Rewrite the lines of each of the records below, substituting "rectangle" for "bounding box" and changing nothing else. Omit the pictures from your output.

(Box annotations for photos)

— BEGIN —

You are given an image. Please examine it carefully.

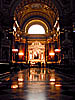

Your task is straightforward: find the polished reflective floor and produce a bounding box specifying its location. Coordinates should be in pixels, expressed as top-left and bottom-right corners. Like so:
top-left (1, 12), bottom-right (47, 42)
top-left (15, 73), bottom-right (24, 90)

top-left (0, 68), bottom-right (75, 100)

— END —

__Solution to this problem__.
You are given an image. Please examine it carefully.


Your task is straightforward: find the polished reflective floor and produce a rectangle specifying its location. Coordinates should be in pixels, expressed as top-left and bottom-right corners. Like so:
top-left (1, 12), bottom-right (47, 42)
top-left (15, 73), bottom-right (24, 90)

top-left (0, 68), bottom-right (75, 100)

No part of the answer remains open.